Written exercise
Print the following data again word for word, with every line unchanged.

Available records

-- Begin --

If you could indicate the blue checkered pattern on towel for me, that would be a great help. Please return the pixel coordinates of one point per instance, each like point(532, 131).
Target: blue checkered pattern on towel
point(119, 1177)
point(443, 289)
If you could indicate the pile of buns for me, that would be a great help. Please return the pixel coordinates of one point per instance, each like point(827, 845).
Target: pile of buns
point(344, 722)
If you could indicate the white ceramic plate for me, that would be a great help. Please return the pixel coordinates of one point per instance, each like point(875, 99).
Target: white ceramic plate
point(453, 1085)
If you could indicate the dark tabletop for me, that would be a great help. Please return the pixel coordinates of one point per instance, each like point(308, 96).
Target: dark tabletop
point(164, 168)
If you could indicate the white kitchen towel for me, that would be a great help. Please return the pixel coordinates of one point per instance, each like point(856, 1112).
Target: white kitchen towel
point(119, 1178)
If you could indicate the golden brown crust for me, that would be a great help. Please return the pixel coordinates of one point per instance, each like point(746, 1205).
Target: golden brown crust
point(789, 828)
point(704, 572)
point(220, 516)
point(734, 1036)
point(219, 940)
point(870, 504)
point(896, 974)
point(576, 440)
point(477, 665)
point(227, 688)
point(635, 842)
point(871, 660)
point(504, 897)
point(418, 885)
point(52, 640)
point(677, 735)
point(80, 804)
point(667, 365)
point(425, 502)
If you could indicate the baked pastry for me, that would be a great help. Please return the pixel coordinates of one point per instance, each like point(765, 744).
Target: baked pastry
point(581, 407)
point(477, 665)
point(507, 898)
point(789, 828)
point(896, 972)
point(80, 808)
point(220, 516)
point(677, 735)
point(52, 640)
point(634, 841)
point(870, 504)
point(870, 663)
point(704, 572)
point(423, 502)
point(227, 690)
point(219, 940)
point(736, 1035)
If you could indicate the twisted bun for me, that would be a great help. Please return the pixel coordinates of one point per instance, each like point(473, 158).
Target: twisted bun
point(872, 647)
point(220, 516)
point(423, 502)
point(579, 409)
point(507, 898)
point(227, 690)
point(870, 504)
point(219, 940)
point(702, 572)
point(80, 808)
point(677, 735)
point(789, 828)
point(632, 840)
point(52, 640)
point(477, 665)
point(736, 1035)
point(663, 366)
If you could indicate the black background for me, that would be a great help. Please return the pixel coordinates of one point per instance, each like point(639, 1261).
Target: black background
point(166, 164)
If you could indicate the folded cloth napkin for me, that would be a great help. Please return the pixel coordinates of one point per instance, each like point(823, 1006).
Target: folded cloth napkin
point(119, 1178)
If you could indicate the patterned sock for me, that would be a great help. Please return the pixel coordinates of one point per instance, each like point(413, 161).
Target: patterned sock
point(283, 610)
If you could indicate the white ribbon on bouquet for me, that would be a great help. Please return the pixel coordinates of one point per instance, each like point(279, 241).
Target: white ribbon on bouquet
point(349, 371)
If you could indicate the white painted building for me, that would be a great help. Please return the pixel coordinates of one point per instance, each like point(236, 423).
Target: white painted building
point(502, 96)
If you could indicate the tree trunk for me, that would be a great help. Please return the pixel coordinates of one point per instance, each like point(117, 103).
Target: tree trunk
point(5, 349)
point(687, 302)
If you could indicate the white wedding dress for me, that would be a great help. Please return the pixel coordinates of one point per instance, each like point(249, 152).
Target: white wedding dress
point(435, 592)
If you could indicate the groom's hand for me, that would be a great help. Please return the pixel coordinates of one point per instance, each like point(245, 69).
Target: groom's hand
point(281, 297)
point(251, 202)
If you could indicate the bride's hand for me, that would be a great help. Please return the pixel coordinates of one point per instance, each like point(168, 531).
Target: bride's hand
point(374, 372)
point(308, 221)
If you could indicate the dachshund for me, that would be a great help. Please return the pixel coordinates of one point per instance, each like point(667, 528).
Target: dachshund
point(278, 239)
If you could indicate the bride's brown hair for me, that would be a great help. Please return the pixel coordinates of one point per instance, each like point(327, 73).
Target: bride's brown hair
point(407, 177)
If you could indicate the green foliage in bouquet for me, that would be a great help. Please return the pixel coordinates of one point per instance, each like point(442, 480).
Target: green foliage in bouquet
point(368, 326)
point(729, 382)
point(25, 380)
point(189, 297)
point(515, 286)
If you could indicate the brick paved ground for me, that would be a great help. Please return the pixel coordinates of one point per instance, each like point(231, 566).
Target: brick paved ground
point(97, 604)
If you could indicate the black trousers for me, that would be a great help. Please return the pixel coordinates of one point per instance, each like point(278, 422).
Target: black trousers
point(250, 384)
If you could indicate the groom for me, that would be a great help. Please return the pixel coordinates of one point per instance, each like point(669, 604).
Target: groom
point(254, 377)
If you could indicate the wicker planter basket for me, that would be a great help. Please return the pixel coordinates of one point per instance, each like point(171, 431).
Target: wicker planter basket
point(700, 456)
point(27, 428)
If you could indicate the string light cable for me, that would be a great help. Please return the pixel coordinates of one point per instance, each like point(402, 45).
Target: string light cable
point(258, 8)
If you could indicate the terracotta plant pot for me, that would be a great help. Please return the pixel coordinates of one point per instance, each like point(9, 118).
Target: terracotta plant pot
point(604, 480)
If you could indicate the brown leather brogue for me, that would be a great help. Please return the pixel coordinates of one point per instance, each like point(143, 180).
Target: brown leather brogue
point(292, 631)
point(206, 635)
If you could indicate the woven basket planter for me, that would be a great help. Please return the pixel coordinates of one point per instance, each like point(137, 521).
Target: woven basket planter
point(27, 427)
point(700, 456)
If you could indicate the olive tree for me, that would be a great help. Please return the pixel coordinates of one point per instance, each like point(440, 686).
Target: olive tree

-- End --

Exercise result
If you could indicate the blue checkered pattern on towel for me, that would be a great help. Please return the pixel coordinates of one point per instance, each like point(532, 131).
Target: blue checkered pattern on towel
point(119, 1177)
point(443, 289)
If you could indicate the pile of buns for me, that would be a great help. Please return the pixel coordinates of one point per instance, each like point(827, 845).
Target: pile of buns
point(344, 722)
If you could indicate the white ceramic plate for me, that would be a great help. Please return the pixel coordinates of one point per instance, each like point(875, 99).
Target: white ceramic plate
point(453, 1085)
If you could indicate the dark tabletop for me, that would be a great help. Please return the pixel coordinates of one point per instance, each like point(308, 96).
Target: dark tabletop
point(164, 168)
If you could indicate the white kitchen towel for me, that would be a great help. Please return the pixel coordinates of one point per instance, each like point(856, 1112).
Target: white kitchen towel
point(119, 1178)
If you could indicate the golden brown crust for me, that would be a great help. Please return the pixel coordinates of one point per instance, each like point(746, 1205).
Target: golden brown crust
point(789, 828)
point(704, 572)
point(220, 516)
point(734, 1036)
point(219, 940)
point(870, 504)
point(896, 974)
point(576, 440)
point(477, 665)
point(227, 688)
point(635, 842)
point(871, 660)
point(504, 897)
point(418, 885)
point(52, 640)
point(677, 735)
point(80, 804)
point(667, 365)
point(425, 502)
If you could indicate the baked pastry for me, that would be a great help. Please return the pixel coordinates of one point per instance, each like point(765, 744).
Target: baked pastry
point(581, 407)
point(477, 665)
point(507, 898)
point(789, 828)
point(896, 972)
point(80, 808)
point(220, 516)
point(677, 735)
point(52, 640)
point(634, 841)
point(870, 504)
point(870, 663)
point(704, 572)
point(423, 502)
point(227, 690)
point(219, 940)
point(736, 1035)
If you could indicate the twisted bun for me, that would be a great help. Please return the pixel coordinates of one point per instance, each like point(473, 158).
Target: twisted bun
point(872, 647)
point(220, 516)
point(423, 502)
point(579, 409)
point(507, 898)
point(227, 690)
point(870, 504)
point(219, 940)
point(702, 572)
point(80, 808)
point(677, 735)
point(789, 828)
point(632, 840)
point(52, 640)
point(477, 665)
point(736, 1035)
point(663, 366)
If you could indicate the black background for me, that would be a great help. Please return the pixel coordinates of one point per instance, each like point(639, 1261).
Target: black background
point(166, 164)
If you could indicate the folded cloth napkin for me, that would be a great help. Please return the pixel coordinates of one point per instance, each like point(823, 1006).
Target: folded cloth napkin
point(119, 1178)
If you could indicate the patterned sock for me, that would be a great help. Please return the pixel coordinates of one point per instance, each like point(413, 161).
Target: patterned sock
point(283, 610)
If you could indicate the white ribbon on bouquet for me, that would be a great help. Please return the pixel coordinates of one point per instance, each like point(279, 241).
Target: white ribbon on bouquet
point(349, 371)
If you could indicate the white painted building for me, that would be a great help. Please return the pixel coordinates of one point per instance, each like point(236, 423).
Target: white painted building
point(502, 96)
If you could indicate the tree trunk for me, that would be a great help. Please return the pixel coordinates of one point per instance, each like point(117, 103).
Target: tree trunk
point(5, 349)
point(687, 302)
If you could indicate the white wedding dress for me, that would be a great help. Please return the pixel coordinates of one point per instance, each like point(249, 152).
Target: white wedding dress
point(435, 592)
If you could indicate the groom's hand for me, that would be a great help. Please return the pixel coordinates of one point per instance, each like point(245, 69).
Target: groom's hand
point(281, 297)
point(251, 202)
If you could indicate the bride's hand for me, that would be a great help. Please return the pixel coordinates of one point per instance, each like point(168, 531).
Target: bride's hand
point(374, 372)
point(308, 221)
If you could indicate the dachshund for me, that would be a great help. Please return the pixel coordinates of one point per instance, each like point(667, 528).
Target: dachshund
point(278, 239)
If you could indicate the bride's brown hair for me, that would be a great help. Please return the pixel coordinates of one point per instance, each like point(327, 73).
Target: bride's brown hair
point(407, 177)
If you could indicate the green foliage in bouquet for me, that would be a great help. Please return the pixel coordinates of one point per instance, each like point(442, 480).
Target: green foliage in bouquet
point(368, 326)
point(729, 382)
point(25, 380)
point(189, 297)
point(515, 286)
If you could indicate the brick paved ground for me, that would be a great help. Please return the pixel coordinates of one point per instance, each like point(231, 566).
Target: brick paved ground
point(97, 604)
If you could indicate the black trousers for me, that would be a great help. Please return the pixel coordinates of one point per instance, each like point(278, 422).
Target: black trousers
point(250, 384)
If you could indicate the groom for me, that would be a great help. Please return the pixel coordinates of one point per instance, each like point(669, 604).
Target: groom
point(254, 377)
If you could indicate the wicker planter basket for me, that would be a great help. Please return the pixel coordinates of one point per instance, each like point(171, 431).
Target: wicker planter basket
point(700, 456)
point(27, 428)
If you could indicate the string light cable for me, that would be a great help. Please return the pixel coordinates of one point per instance, each like point(402, 45).
Target: string light cable
point(258, 8)
If you could indicate the terracotta plant pot for me, that would be a great help. Please return the pixel coordinates of one point per instance, each like point(9, 118).
Target: terracotta plant pot
point(604, 480)
If you could indicate the brown leather brogue for me, that would be a great help. Please return the pixel coordinates of one point per instance, each like point(143, 180).
Target: brown leather brogue
point(292, 631)
point(206, 635)
If you could indicate the woven basket planter for me, that would be a great help. Please return the pixel coordinates of one point per instance, each like point(137, 521).
Target: woven basket planter
point(27, 427)
point(700, 456)
If you could indicate the olive tree for me, that would be a great help. Please return the pixel coordinates of one point per instance, each like point(440, 686).
Target: olive tree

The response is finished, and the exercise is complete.